__The exercise__.
Copy out all of the material, switching "Reply with" to "Return" everywhere it occurs and keeping every other character the same.

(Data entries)
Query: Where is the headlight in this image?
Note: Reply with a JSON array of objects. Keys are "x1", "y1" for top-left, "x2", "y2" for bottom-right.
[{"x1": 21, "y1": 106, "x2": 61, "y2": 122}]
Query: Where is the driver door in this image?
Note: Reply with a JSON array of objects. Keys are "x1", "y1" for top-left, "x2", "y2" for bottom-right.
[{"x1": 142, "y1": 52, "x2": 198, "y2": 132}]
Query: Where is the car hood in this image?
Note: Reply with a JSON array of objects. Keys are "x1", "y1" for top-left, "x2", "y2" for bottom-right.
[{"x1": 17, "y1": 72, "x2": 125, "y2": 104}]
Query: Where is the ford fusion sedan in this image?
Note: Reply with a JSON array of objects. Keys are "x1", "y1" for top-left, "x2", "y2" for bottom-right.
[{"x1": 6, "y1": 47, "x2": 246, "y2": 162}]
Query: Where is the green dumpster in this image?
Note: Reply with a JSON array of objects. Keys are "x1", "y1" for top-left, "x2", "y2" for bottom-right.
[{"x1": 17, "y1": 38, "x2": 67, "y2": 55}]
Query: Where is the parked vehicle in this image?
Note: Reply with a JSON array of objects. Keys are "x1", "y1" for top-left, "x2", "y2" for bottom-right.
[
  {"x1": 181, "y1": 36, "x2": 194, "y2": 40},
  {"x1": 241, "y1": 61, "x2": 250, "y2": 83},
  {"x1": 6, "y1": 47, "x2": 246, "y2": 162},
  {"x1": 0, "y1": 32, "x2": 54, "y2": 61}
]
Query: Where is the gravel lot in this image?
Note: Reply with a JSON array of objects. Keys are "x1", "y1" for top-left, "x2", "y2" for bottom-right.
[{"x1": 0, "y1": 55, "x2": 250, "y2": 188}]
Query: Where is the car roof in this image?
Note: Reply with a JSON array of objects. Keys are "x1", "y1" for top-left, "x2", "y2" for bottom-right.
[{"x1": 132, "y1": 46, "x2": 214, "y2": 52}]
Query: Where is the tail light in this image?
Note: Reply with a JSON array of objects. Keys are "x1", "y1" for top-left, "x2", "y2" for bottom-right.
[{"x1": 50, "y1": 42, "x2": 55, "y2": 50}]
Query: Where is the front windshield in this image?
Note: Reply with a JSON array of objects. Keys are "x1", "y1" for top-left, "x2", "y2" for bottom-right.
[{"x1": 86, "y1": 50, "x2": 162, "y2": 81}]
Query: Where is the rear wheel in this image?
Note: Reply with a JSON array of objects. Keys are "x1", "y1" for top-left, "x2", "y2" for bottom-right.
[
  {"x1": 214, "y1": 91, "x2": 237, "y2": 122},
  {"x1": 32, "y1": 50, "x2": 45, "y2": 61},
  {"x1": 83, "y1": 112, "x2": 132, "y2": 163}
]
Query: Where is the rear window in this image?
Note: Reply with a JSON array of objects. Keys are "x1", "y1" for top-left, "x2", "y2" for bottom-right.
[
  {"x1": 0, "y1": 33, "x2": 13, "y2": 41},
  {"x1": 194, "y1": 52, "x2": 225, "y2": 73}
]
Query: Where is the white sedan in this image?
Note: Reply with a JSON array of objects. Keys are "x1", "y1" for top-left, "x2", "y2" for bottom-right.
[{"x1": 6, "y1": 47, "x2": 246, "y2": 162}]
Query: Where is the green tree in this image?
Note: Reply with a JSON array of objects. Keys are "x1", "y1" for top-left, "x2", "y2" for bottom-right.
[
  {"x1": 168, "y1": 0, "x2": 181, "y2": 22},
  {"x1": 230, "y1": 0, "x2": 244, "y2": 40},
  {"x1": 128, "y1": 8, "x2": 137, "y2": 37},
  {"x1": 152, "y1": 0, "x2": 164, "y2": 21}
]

__Solution to this task__.
Query: Where is the headlight in this image?
Note: Return a JSON array of objects. Keys are "x1", "y1" for top-left, "x2", "y2" for bottom-right.
[{"x1": 21, "y1": 106, "x2": 61, "y2": 122}]
Query: Where is the driver door in this image?
Note: Return a JSON array of objects. Keys are "x1", "y1" for top-left, "x2", "y2" for bottom-right.
[{"x1": 142, "y1": 52, "x2": 198, "y2": 132}]
Query: Where is the car hood in this image?
Note: Return a JSON array of objects. Keys are "x1", "y1" for top-left, "x2", "y2" for bottom-right.
[{"x1": 17, "y1": 72, "x2": 125, "y2": 104}]
Query: Where is the ford fusion sedan in this image?
Note: Return a JSON array of objects. Keys are "x1", "y1" for top-left, "x2", "y2" for bottom-right.
[{"x1": 6, "y1": 47, "x2": 246, "y2": 162}]
Query: Where is the green dumpster in this image?
Note: Return a JSON array of objects. Keys are "x1", "y1" for top-left, "x2", "y2" for bottom-right.
[{"x1": 17, "y1": 38, "x2": 67, "y2": 55}]
Query: Where is the parked vehicle in this image?
Note: Return a JSON array of objects. Keys are "x1", "y1" for top-left, "x2", "y2" for bottom-right.
[
  {"x1": 181, "y1": 36, "x2": 194, "y2": 40},
  {"x1": 241, "y1": 61, "x2": 250, "y2": 83},
  {"x1": 6, "y1": 47, "x2": 246, "y2": 162},
  {"x1": 0, "y1": 32, "x2": 54, "y2": 61}
]
Query: Where is the gravel lot in this image?
Note: Return a JSON array of objects. Keys are "x1", "y1" for top-left, "x2", "y2" for bottom-right.
[{"x1": 0, "y1": 55, "x2": 250, "y2": 188}]
Query: Where is the car roof in this image?
Note: Return a JSON array of objects. Keys are "x1", "y1" for top-left, "x2", "y2" for bottom-right.
[{"x1": 132, "y1": 46, "x2": 214, "y2": 52}]
Query: Where is the tail light in this image?
Note: Return a JSON array of objects. Keys are "x1", "y1" for top-left, "x2", "y2" for bottom-right.
[{"x1": 50, "y1": 42, "x2": 55, "y2": 50}]
Query: Where is the front windshield in this image?
Note: Return a JSON array of objects. Keys are "x1", "y1" for top-left, "x2", "y2" for bottom-right.
[{"x1": 86, "y1": 50, "x2": 162, "y2": 81}]
Query: Where is the rear wheel in this image?
Note: Return a JSON array of objects. Keys are "x1", "y1" for top-left, "x2", "y2" for bottom-right.
[
  {"x1": 214, "y1": 91, "x2": 237, "y2": 122},
  {"x1": 32, "y1": 50, "x2": 45, "y2": 61},
  {"x1": 83, "y1": 112, "x2": 132, "y2": 163}
]
Query: Where is the rear window in this image?
Note: Return a JSON array of objects. Keys are "x1", "y1" for top-left, "x2", "y2" for bottom-right.
[
  {"x1": 0, "y1": 33, "x2": 13, "y2": 41},
  {"x1": 194, "y1": 52, "x2": 225, "y2": 73}
]
Query: Where is the white sedan in this image?
Note: Return a JSON array of objects. Keys are "x1", "y1" for top-left, "x2", "y2" for bottom-right.
[{"x1": 6, "y1": 47, "x2": 246, "y2": 162}]
Query: Where is the green tree in this image?
Note: Return a JSON array of objects. Keys are "x1", "y1" for top-left, "x2", "y2" for bottom-right.
[
  {"x1": 168, "y1": 0, "x2": 181, "y2": 22},
  {"x1": 230, "y1": 0, "x2": 244, "y2": 40},
  {"x1": 128, "y1": 8, "x2": 137, "y2": 37},
  {"x1": 152, "y1": 0, "x2": 164, "y2": 21}
]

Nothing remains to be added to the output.